----- 本文 -----

神経症と胃潰瘍の関係


2002年12月30日
ピロリ菌が発見される前は胃潰瘍の発生はストレスを始めとする精神要因が原因と考えられていた。今回の発表によると脳即ち心がかなり重要な役割をしているのが確認された。しかし具体的には心がどのように関わっているか未だ分からない。研究結果によると神経症者はそうでない人に比べて胃潰瘍にかかる確立が2倍以上であるのが分かった。

研究責任者であるニューヨーク市にあるコロンビア大学の疫学部助教授のレニー・グードウィン氏は神経症者が胃潰瘍になりやすい幾つかの理由が考えられるとロイター記者に語っている。

「原因として個人の特性、環境因子、遺伝子的要素が神経症及び胃潰瘍の発生に関連しているかも知れない。慢性的不安が胃潰瘍を引き起こしているとも考えられるし、反対に胃潰瘍がストレスになって神経症を引き起こしている可能性もある。多くの人がピロリ菌に感染しているにも関わらず一部の人しか胃潰瘍にならない。これが胃潰瘍発生には第3の要因が働いていると推測出来る理由である」と氏は語る。

----- 与えられた項目 -----

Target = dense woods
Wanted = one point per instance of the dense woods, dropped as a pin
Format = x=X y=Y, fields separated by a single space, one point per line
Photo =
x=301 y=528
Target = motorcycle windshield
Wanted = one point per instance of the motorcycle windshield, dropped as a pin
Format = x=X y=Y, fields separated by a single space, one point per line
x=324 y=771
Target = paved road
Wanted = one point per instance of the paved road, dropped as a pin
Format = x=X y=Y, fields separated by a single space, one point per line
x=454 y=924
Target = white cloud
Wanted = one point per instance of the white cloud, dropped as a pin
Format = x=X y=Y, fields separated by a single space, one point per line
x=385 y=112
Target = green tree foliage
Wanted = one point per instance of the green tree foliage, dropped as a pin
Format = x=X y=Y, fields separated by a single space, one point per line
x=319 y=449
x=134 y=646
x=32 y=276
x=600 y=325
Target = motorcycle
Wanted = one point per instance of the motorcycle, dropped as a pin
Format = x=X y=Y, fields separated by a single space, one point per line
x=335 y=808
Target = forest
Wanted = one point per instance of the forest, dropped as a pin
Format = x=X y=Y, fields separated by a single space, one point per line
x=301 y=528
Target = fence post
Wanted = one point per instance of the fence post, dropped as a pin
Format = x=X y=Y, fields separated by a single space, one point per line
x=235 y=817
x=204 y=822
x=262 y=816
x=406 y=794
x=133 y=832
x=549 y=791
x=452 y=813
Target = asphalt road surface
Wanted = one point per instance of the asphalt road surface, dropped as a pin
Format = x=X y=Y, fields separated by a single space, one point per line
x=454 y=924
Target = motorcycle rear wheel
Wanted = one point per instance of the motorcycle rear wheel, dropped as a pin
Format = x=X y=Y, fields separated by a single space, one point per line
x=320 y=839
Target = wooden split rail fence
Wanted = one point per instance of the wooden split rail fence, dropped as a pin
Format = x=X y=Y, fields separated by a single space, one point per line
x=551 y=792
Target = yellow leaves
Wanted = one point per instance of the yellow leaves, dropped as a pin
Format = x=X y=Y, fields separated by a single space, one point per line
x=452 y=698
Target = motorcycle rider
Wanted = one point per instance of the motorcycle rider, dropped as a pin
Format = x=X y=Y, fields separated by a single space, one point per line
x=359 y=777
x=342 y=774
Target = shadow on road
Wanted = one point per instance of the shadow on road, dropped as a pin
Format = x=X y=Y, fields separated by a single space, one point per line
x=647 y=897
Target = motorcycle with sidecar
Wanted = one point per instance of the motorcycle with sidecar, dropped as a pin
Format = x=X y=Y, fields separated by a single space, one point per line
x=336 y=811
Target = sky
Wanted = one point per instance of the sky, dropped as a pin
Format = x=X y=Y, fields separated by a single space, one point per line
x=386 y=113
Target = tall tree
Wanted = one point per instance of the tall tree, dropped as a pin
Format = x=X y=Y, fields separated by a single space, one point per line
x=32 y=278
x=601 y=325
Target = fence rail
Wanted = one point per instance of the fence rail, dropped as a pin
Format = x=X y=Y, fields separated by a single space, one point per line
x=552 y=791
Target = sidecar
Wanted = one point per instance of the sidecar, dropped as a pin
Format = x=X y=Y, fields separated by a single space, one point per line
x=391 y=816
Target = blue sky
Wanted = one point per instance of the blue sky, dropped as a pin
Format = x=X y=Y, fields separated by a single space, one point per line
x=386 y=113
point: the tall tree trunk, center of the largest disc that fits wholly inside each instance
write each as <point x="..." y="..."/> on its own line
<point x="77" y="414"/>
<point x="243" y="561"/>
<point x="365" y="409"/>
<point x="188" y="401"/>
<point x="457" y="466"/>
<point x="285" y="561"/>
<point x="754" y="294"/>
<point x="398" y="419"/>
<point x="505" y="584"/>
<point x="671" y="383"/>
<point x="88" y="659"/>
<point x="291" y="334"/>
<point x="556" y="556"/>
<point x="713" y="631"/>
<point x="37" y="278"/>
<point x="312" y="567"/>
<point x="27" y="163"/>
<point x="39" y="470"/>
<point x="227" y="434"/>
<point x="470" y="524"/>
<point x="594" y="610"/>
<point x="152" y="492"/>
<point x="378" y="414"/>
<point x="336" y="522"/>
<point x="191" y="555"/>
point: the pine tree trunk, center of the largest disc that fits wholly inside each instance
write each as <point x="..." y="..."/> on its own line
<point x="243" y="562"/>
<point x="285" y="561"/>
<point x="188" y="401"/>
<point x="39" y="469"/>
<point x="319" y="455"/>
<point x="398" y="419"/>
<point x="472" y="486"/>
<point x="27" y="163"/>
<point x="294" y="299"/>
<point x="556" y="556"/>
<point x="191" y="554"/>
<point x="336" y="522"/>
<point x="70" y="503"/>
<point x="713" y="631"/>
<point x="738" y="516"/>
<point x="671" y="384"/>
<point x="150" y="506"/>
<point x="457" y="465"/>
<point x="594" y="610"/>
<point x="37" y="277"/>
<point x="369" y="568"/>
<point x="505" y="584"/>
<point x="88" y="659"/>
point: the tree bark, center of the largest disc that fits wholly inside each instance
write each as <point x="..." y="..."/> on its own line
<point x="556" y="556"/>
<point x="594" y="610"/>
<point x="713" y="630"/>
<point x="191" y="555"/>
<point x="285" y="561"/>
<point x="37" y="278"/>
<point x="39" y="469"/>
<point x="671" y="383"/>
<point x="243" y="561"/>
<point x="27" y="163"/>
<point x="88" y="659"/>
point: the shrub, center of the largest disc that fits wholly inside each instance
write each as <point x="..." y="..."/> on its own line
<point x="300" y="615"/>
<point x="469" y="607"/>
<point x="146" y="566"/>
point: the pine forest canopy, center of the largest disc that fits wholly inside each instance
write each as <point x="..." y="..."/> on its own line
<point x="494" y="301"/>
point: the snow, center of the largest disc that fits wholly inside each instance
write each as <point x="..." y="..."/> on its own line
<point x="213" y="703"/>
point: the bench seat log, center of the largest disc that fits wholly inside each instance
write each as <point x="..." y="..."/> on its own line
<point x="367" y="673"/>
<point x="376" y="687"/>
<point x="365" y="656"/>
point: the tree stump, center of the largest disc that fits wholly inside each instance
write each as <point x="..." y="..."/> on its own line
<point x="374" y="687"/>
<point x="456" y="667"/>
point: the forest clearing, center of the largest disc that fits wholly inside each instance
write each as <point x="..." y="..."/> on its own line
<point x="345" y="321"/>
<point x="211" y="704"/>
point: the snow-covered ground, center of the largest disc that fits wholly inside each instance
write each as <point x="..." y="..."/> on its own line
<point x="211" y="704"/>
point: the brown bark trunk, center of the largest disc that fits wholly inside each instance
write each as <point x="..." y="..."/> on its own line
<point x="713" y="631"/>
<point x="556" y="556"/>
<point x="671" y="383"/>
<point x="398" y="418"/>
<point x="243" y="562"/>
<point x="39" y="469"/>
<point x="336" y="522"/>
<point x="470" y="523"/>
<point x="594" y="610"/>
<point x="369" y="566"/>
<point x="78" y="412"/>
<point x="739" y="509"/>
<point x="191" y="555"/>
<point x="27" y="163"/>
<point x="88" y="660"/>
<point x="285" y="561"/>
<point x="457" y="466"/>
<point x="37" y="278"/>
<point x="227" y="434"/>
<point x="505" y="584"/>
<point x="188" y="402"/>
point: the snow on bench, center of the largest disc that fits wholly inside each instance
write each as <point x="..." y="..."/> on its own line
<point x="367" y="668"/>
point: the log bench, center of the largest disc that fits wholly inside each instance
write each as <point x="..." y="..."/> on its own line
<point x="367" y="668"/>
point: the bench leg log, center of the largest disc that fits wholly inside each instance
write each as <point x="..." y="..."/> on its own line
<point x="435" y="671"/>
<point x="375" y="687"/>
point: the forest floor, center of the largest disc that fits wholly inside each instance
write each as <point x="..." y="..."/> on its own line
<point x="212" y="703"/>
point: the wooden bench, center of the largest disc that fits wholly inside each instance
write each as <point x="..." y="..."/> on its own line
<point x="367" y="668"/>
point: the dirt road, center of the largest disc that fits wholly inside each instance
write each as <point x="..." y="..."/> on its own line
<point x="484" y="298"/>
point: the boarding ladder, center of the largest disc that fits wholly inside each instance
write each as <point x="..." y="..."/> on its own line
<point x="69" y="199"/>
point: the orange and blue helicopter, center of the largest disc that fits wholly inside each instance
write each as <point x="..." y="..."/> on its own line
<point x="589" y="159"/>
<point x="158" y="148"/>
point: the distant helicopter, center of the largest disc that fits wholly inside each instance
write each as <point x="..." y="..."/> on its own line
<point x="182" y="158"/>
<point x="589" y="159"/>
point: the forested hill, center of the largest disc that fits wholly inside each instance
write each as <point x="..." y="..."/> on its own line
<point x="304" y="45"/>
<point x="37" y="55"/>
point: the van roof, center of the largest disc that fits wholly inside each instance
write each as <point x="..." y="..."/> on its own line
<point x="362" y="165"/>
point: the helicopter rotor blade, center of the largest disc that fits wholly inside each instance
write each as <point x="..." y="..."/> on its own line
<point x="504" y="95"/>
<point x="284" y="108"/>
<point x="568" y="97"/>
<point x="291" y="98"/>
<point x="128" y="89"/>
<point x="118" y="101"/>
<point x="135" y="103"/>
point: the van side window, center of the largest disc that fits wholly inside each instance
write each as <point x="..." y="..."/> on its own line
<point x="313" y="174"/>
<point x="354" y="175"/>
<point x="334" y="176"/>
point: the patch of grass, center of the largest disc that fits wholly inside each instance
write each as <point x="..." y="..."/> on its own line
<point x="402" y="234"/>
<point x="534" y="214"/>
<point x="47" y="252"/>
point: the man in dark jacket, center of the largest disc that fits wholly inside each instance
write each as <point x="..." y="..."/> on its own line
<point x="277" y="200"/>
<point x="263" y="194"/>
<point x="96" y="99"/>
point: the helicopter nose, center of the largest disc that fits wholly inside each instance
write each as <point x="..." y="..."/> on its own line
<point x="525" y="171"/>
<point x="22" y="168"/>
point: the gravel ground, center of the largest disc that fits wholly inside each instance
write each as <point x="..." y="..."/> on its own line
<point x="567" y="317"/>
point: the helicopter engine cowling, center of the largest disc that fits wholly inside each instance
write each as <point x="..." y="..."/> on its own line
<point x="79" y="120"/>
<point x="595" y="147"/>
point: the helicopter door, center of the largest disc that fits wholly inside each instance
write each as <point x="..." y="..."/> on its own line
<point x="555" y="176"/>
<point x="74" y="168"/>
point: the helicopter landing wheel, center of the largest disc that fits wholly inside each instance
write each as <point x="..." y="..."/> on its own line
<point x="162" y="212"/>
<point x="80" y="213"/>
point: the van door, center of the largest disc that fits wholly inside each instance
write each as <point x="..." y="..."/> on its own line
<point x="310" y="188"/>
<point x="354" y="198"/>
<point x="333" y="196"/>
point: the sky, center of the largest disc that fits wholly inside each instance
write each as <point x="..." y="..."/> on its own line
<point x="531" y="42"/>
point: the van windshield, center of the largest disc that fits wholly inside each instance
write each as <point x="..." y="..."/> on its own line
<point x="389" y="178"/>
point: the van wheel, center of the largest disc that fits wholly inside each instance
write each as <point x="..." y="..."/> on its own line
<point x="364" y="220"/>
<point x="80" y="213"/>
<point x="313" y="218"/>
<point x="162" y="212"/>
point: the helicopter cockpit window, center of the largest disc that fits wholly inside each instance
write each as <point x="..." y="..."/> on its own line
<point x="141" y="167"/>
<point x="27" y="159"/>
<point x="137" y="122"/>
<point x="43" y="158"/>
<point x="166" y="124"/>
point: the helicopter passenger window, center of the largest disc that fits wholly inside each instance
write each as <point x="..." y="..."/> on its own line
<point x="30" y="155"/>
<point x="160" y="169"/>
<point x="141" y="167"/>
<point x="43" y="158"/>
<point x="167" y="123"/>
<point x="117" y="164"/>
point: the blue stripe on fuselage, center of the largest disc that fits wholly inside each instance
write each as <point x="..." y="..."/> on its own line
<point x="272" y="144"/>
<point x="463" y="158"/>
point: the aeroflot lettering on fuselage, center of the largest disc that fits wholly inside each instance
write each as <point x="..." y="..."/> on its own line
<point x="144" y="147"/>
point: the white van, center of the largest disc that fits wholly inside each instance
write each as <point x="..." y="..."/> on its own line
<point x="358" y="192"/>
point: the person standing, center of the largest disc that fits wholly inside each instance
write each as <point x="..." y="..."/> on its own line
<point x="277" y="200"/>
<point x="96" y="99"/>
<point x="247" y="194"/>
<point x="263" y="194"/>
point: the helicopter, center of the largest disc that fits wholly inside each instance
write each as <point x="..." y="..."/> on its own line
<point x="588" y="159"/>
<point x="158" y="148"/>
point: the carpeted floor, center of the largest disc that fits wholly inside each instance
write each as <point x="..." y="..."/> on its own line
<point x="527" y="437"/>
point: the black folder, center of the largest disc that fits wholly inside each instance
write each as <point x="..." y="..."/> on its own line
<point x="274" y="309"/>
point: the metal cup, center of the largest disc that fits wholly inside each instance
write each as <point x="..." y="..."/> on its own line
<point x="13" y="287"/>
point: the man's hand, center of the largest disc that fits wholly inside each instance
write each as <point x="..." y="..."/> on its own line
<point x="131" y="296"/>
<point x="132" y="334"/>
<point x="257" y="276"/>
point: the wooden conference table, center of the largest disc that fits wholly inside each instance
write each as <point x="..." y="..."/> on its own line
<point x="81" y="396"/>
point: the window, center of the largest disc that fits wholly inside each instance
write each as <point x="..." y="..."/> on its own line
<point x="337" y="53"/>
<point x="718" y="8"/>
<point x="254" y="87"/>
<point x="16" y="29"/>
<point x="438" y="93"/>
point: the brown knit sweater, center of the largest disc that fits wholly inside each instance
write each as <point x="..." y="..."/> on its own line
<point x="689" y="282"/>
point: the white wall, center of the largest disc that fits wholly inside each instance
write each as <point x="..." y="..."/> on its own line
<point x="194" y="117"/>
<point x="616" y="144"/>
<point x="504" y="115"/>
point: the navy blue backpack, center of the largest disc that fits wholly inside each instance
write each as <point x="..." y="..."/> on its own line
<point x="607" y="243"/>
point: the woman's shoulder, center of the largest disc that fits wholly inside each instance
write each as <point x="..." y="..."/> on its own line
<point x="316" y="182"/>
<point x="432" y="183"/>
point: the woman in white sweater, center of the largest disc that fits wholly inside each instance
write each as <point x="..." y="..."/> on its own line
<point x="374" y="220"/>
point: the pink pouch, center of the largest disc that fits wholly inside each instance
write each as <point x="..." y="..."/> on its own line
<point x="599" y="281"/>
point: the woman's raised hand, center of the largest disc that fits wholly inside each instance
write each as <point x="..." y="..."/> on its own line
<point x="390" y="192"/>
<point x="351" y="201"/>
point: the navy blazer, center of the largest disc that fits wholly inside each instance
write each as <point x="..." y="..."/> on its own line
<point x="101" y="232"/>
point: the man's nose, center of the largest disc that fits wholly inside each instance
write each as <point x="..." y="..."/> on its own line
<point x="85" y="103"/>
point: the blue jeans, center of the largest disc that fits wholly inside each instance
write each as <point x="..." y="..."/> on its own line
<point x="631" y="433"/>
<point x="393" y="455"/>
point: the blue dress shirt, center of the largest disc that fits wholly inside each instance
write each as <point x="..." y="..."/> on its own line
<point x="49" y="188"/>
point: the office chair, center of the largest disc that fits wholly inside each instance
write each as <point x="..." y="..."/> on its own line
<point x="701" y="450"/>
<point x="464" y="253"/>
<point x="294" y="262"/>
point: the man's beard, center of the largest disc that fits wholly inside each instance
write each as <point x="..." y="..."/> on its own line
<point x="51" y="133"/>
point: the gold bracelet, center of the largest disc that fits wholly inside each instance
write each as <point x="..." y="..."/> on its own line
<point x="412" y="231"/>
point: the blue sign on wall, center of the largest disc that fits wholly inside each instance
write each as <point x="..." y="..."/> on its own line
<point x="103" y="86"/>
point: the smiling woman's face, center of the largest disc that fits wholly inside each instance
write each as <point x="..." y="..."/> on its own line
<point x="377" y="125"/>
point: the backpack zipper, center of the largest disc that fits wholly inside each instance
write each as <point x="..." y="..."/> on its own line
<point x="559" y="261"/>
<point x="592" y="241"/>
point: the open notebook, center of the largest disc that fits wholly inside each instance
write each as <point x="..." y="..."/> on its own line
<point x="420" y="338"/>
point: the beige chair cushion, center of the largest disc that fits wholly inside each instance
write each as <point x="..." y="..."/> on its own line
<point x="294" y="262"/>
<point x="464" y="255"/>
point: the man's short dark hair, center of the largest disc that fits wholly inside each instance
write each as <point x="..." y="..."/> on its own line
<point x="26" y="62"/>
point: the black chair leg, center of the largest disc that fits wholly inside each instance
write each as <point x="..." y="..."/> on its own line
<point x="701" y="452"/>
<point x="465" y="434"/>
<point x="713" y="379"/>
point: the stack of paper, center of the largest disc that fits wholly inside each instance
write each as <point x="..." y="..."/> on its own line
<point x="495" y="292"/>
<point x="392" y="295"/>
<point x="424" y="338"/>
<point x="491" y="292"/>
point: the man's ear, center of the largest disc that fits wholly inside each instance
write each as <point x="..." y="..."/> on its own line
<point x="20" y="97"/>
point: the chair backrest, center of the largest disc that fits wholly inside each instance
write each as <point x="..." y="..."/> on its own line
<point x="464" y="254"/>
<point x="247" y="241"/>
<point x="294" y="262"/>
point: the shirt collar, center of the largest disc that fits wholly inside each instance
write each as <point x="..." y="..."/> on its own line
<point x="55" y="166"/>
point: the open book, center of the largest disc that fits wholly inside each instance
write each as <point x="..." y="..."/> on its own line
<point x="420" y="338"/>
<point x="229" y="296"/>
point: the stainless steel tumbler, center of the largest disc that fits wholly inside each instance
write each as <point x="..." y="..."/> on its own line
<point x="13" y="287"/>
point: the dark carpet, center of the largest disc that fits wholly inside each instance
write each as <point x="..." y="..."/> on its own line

-----

▶ _問題と課題_:
1. 本文の一文「しかし具体的には心がどのように関わっているか未だ分からない。」を英語に訳せ。
2. 神経症と胃潰瘍の関係を扱った本文を、最後の文の後から書き継げ。

▶ _解答一覧_:
1. However, it is still not known specifically how the mind is involved.

2.
胃潰瘍とは胃の表面の炎症で胃酸が表面の皮膚を貫通して内部に入りこむ時に起きる。痛みと出血を起こし場合によっては手術が必要になる。ピロリ菌感染以外にも非ステロイド系の抗炎症薬であるアスピリンとかイブプロフェンにより引き起こされる事もある。

この研究は心身医学誌の最近号に発表されたもので、全米から8,000以上の人を選んで専門のインタビュアーにより面接調査された。この中で被質問者は精神的症状を持つか肉体的症状を持つか慎重に質問された。

参加者はピロリ菌に感染しているかどうかは検査されなかった。